- **PAGE TEXT**:
---

Igor’s tip of the week #94: Variable-sized structures

Variable-sized structures is a construct used to handle binary structures of variable size with the advantage of compile-time type checking.

In source code

Usually such structures use a layout similar to following:

struct varsize_t
{
 // some fixed fields at the start
 int id;
 size_t datalen;
 //[more fields]
 unsigned char data[];// variable part
};

In other words, a fixed-layout part at the start and an array of unspecified size at the end.

Some compilers do not like [] syntax so [0] or even [1] may be used too. At runtime, the space for the structure is allocated using the full size, and the array can be accessed as if it had expected size. For example:

struct varsize_t* allocvar(int id, void *data, size_t datalen);
{
 size_t fullsize = sizeof(varsize_t)+datalen+1;
 struct varsize_t *var = (struct varsize_t*) malloc(fullsize);
 var->id = id;
 var->datalen = datalen;
 memcpy(var->data, data, datalen);
 var->data[datalen]=0;
 return var;
}

Can such structs be handled by IDA? Yes, but there are some peculiarities you may need to be aware of.

In the decompiler

In the decompiler everything is pretty simple: just add the struct using C syntax to Local Types and use it for types of local variables and function arguments. The decompiler automatically detects accesses to the variable part and represents them accordingly.

In disassembly

However, disassembly view is trickier. You can import the struct from Local Types to the IDB Structures, or create one manually by explicitly adding an array of 0 elements at the end:

00000000 varsize_t struc ; (sizeof=0x8, align=0x4, copyof_1, variable size)
00000000 id dd ?
00000004 datalen dd ?
00000008 data db 0 dup(?)
00000008 varsize_t ends

But when you have instances of such structs in data area, using this definition only covers the fixed part. To extend the struct, use * (Create/resize array action) and specify the full size of the struct.

---

- **EXTRACTED MATERIAL**:
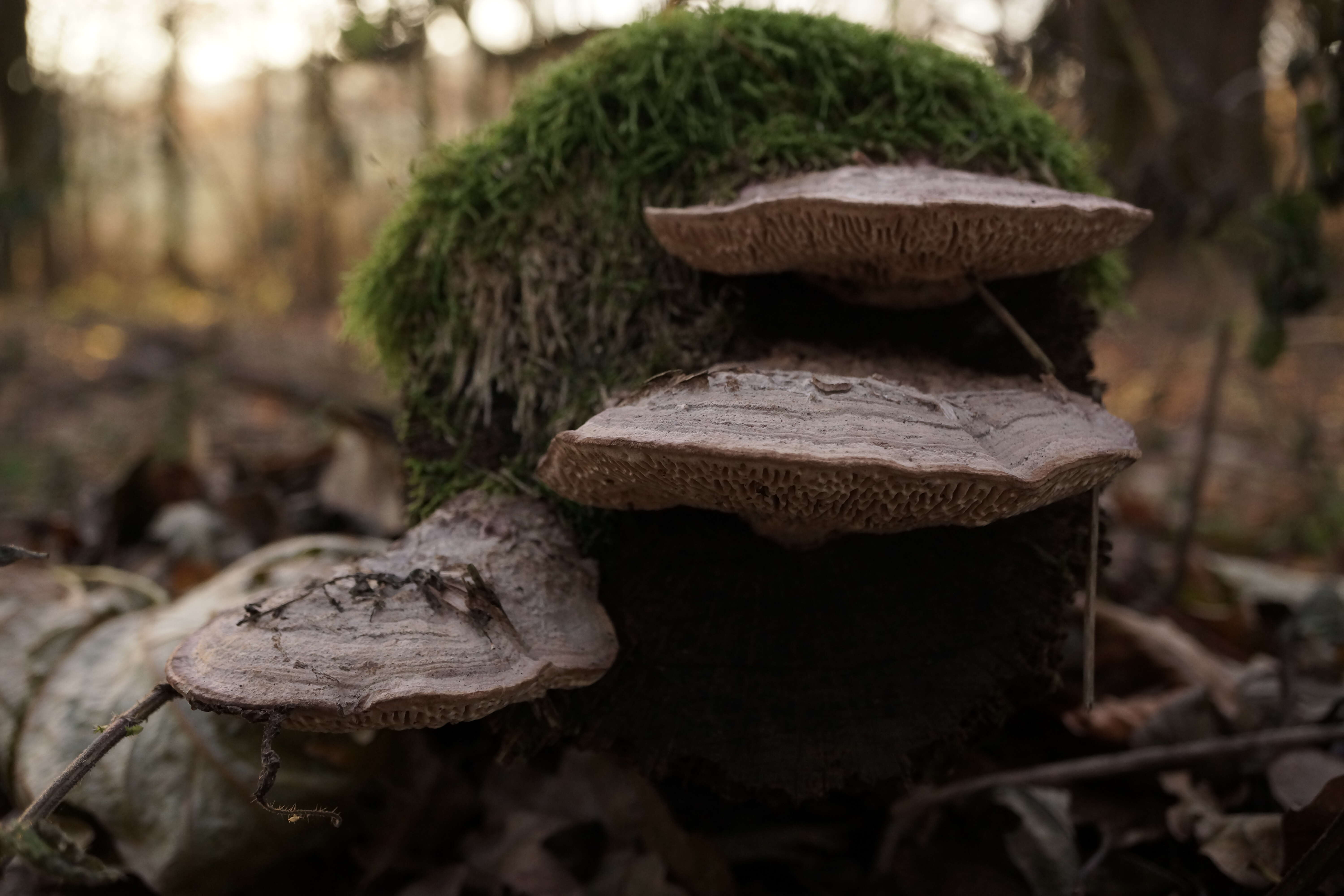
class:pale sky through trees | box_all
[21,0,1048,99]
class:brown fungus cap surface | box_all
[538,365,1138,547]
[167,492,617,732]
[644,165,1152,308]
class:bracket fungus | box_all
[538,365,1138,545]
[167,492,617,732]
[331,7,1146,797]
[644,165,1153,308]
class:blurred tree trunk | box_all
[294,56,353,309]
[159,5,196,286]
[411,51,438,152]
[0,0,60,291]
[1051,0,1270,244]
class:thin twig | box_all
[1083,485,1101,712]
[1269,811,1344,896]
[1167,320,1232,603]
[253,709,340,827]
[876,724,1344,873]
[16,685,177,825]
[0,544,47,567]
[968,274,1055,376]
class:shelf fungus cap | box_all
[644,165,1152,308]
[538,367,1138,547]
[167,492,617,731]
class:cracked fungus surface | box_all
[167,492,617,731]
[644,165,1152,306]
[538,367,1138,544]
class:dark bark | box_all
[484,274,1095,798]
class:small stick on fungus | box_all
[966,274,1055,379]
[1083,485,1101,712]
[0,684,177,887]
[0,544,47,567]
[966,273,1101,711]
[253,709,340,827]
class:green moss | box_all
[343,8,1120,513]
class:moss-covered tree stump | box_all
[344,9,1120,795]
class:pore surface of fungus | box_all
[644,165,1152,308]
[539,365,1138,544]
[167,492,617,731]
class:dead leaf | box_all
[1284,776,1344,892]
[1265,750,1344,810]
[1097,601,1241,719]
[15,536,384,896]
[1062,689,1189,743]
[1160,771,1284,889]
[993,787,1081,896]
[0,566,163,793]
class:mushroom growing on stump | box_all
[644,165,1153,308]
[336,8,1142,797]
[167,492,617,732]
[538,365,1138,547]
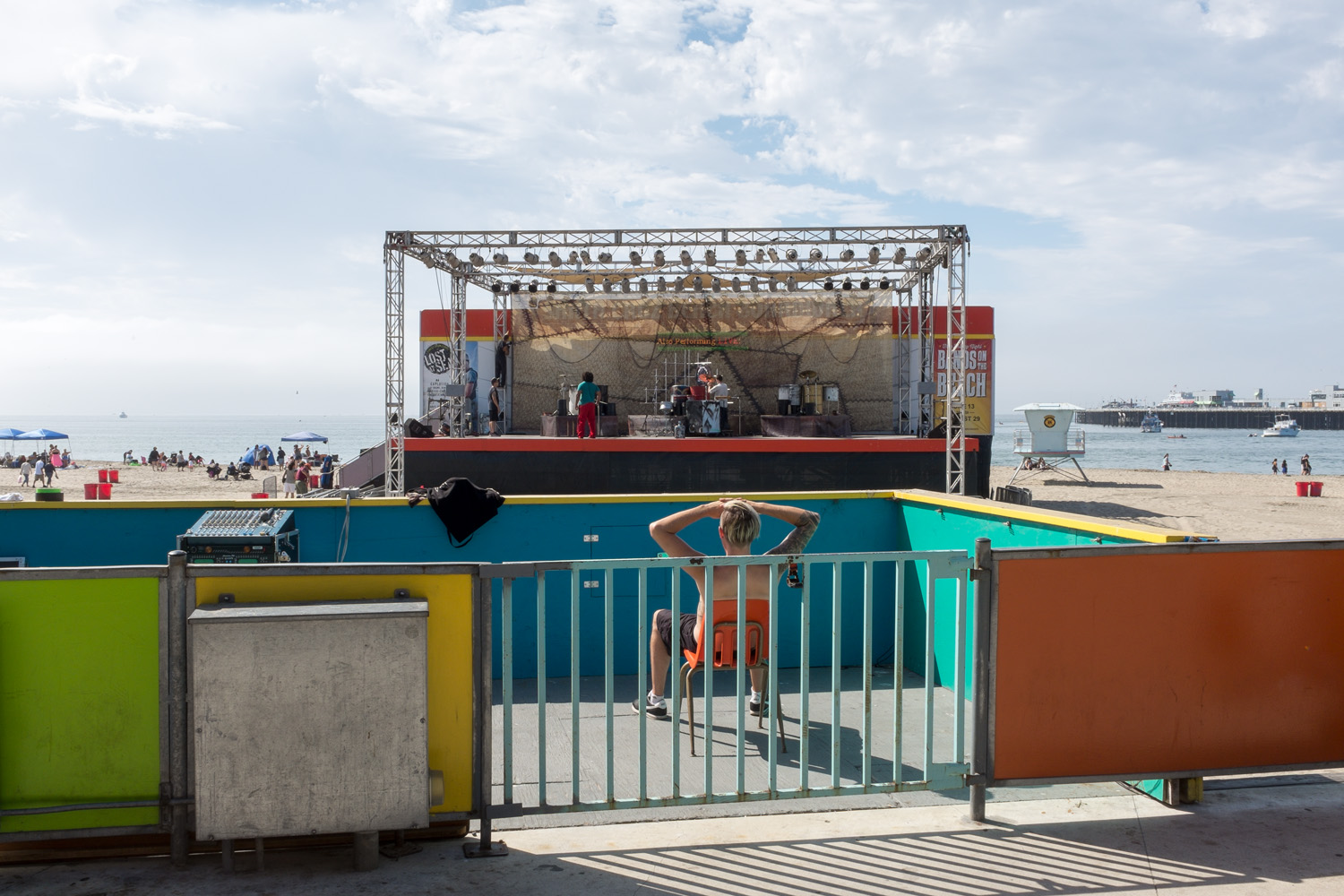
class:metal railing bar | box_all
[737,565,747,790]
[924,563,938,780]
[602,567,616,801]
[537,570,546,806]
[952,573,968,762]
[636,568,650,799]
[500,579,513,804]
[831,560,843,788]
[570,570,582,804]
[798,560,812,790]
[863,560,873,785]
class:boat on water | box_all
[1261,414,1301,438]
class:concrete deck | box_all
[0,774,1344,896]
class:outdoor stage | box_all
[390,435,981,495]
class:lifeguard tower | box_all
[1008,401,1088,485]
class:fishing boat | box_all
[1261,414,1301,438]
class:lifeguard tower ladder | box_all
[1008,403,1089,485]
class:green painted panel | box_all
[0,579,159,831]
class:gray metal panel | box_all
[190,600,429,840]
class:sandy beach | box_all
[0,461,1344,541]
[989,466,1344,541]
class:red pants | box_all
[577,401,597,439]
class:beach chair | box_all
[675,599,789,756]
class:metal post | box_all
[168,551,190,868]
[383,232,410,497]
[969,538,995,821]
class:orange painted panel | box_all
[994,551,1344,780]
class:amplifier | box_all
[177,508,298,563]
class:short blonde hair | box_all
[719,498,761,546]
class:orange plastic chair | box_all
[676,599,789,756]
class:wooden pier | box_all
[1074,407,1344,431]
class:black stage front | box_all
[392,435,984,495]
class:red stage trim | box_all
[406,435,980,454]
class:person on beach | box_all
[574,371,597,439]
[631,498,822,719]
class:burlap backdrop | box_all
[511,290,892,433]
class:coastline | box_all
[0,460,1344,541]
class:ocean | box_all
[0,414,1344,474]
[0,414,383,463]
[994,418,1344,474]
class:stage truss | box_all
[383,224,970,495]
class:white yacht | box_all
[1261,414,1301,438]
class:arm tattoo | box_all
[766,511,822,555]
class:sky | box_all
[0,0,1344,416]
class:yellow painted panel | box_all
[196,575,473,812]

---

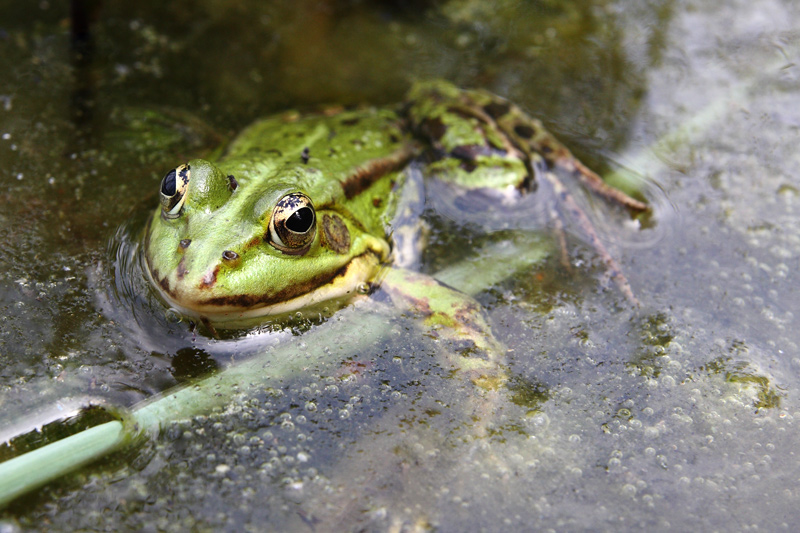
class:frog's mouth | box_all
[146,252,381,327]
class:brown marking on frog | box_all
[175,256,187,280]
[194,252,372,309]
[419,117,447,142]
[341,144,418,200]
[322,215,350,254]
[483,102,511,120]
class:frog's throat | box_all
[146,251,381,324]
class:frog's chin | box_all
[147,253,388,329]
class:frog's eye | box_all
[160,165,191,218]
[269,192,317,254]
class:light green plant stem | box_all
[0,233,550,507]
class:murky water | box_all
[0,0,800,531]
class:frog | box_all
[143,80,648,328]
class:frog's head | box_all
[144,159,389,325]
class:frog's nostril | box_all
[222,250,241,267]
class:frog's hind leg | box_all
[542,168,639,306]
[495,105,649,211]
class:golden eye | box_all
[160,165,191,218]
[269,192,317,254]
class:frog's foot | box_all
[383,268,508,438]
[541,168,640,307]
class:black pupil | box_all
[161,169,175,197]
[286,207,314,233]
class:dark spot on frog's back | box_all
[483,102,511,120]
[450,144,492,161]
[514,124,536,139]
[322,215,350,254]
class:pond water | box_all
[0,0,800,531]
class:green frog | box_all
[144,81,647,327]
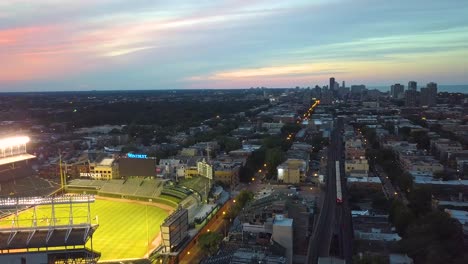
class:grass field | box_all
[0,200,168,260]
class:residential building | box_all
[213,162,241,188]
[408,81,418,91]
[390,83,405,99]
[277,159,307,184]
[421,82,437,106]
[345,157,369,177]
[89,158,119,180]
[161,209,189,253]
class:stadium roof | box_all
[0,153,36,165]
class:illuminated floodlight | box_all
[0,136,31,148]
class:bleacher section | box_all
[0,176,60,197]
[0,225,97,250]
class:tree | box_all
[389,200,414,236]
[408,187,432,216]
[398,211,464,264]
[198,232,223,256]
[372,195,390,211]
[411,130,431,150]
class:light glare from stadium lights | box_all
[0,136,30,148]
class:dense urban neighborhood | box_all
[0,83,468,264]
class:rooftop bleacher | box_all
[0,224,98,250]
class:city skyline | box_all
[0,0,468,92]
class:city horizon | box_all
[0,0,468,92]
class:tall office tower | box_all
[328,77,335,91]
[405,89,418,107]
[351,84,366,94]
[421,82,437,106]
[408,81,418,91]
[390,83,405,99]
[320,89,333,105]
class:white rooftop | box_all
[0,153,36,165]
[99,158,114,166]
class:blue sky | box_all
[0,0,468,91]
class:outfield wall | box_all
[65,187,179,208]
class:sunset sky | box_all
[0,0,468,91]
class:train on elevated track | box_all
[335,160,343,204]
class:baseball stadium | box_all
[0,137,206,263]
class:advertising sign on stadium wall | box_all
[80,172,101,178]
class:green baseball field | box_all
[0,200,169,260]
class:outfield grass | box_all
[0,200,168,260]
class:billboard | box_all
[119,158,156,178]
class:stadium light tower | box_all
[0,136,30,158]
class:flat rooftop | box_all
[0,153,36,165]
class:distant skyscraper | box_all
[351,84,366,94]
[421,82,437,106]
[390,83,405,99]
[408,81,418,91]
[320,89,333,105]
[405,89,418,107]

---

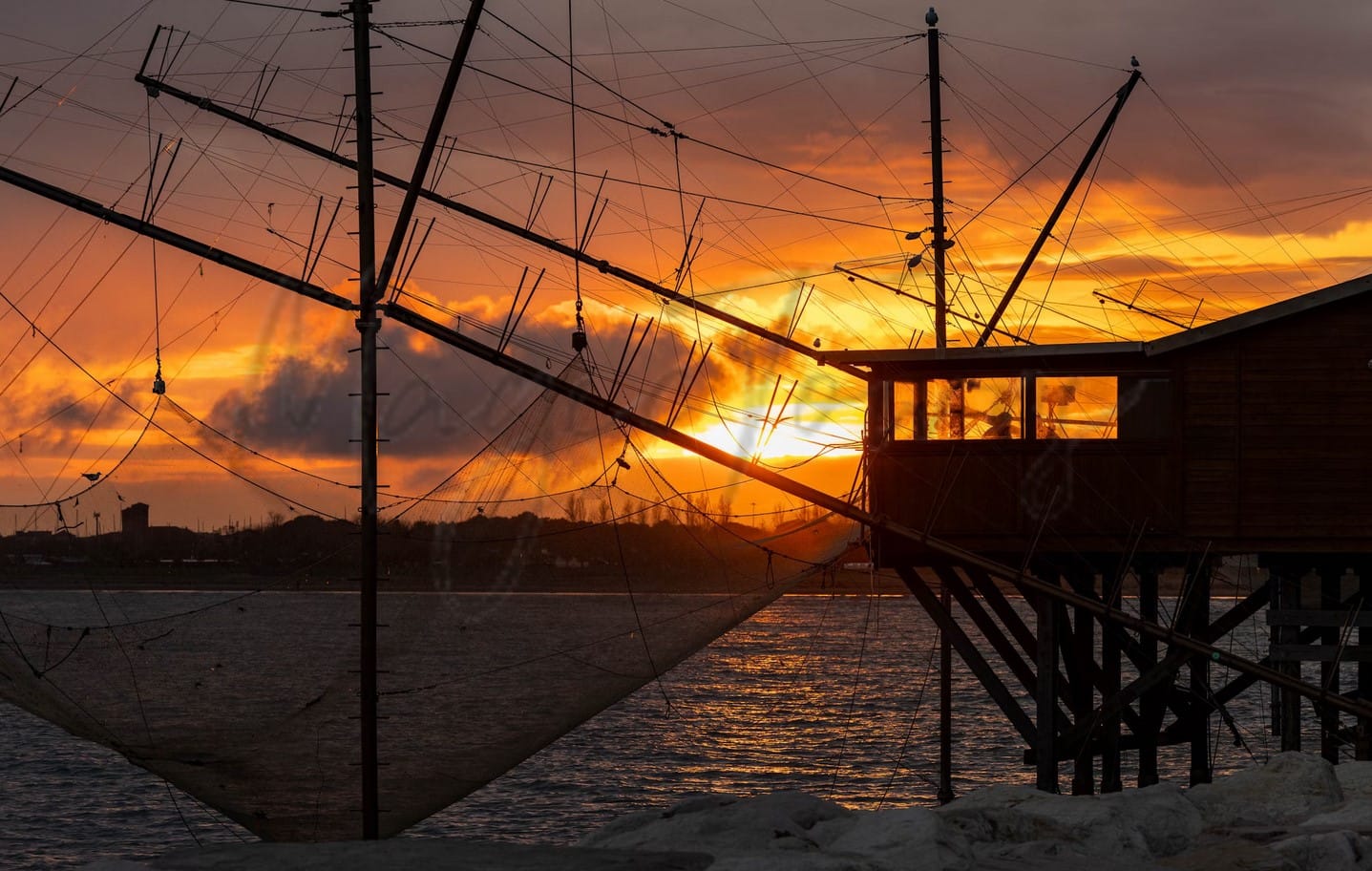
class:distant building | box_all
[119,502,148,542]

---

- **GOALS**:
[A] Answer these questions using the tip on variable-sized structures:
(i) When a compiler rejects the [] syntax, what array sizes may be written instead?
(ii) In the decompiler, where should the struct be added using C syntax?
(iii) What must be specified with the Create/resize array action to extend a struct instance in the data area?
[B] Format the lines of the records from the line holding "class:illuminated floodlight | box_all" through the line holding "[411,130,431,150]", inclusive, as a JSON list of strings with one string per line.
The text and the records have no connection to each other.

- **ANSWERS**:
[A]
(i) [0] or [1]
(ii) Local Types
(iii) The full size of the struct

[B]
[
  "class:illuminated floodlight | box_all",
  "[0,136,31,148]",
  "class:bleacher section | box_all",
  "[0,176,60,197]",
  "[0,225,97,250]",
  "class:tree | box_all",
  "[389,200,414,236]",
  "[408,187,432,216]",
  "[398,211,464,264]",
  "[198,232,223,256]",
  "[372,195,390,211]",
  "[411,130,431,150]"
]